— DIRECTIVE —
Copy out word for word the lines of the material running from the line containing "In the photo above, each instance of the low" through the end of the material, both ends included. Leave out the pictures.

--------------------

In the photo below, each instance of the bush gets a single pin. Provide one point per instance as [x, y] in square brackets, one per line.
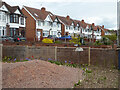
[97, 43]
[58, 42]
[46, 40]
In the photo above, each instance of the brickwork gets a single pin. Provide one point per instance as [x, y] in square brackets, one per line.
[30, 26]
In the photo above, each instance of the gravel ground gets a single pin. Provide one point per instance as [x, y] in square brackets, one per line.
[39, 74]
[100, 78]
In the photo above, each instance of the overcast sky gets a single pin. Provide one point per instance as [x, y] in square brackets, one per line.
[100, 12]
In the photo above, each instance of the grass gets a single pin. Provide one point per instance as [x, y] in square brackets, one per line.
[99, 77]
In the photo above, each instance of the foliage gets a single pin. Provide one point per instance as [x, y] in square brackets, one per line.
[75, 40]
[46, 40]
[78, 83]
[97, 43]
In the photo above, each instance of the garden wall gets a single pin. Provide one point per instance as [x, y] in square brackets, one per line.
[103, 57]
[0, 52]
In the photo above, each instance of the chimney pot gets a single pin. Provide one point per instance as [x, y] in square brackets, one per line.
[102, 26]
[82, 21]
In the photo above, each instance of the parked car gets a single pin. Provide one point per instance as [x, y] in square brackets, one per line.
[6, 38]
[19, 38]
[65, 37]
[53, 37]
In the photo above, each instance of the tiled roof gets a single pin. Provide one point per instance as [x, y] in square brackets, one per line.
[11, 9]
[65, 20]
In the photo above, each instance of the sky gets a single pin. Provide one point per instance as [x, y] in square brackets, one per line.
[100, 12]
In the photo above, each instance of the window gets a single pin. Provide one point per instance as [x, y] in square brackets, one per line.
[58, 25]
[66, 27]
[0, 16]
[54, 24]
[71, 27]
[12, 31]
[22, 20]
[76, 28]
[45, 33]
[14, 18]
[47, 23]
[0, 31]
[39, 23]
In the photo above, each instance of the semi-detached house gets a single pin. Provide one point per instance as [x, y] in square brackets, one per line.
[12, 20]
[41, 23]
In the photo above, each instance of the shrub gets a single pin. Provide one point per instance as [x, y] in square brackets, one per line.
[46, 40]
[75, 40]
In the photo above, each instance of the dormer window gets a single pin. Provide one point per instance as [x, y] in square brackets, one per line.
[14, 18]
[35, 14]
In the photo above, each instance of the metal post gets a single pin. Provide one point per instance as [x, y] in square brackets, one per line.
[89, 56]
[1, 66]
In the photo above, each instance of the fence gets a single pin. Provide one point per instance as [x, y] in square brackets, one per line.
[103, 57]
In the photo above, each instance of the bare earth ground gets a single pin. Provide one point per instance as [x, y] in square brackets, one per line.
[39, 74]
[101, 78]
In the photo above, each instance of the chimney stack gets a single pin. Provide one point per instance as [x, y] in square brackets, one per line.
[68, 17]
[93, 24]
[43, 9]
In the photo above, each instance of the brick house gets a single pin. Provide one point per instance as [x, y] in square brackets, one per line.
[12, 20]
[40, 23]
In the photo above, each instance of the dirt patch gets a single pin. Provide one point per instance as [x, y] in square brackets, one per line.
[100, 78]
[39, 74]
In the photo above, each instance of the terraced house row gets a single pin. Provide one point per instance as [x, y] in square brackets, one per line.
[36, 24]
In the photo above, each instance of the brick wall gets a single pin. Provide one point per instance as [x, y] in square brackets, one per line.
[30, 26]
[101, 57]
[15, 51]
[0, 52]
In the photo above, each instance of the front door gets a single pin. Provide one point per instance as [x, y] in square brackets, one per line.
[38, 35]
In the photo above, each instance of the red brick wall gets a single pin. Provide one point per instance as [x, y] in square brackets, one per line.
[63, 29]
[30, 26]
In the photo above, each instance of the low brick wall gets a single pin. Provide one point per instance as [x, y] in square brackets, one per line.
[102, 57]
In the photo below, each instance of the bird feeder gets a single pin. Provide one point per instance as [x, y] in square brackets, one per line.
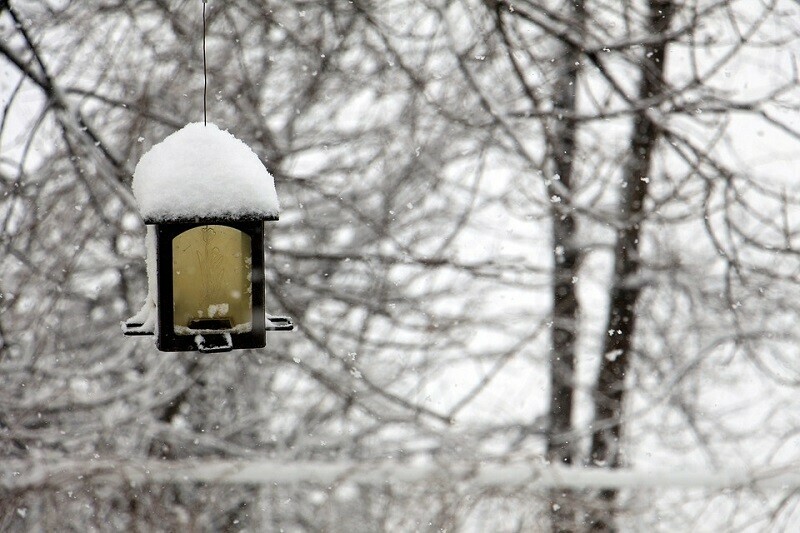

--------------------

— EXERCISE SOLUTION —
In the photo above, each instance of the low brick wall gets a single pin. Provide one point per instance as [x, y] in square brackets, one per line.
[102, 57]
In the photo below, each instance of the bird feeder gets a single pin. Provide one point per instance as [x, y] in square brackets, one per line.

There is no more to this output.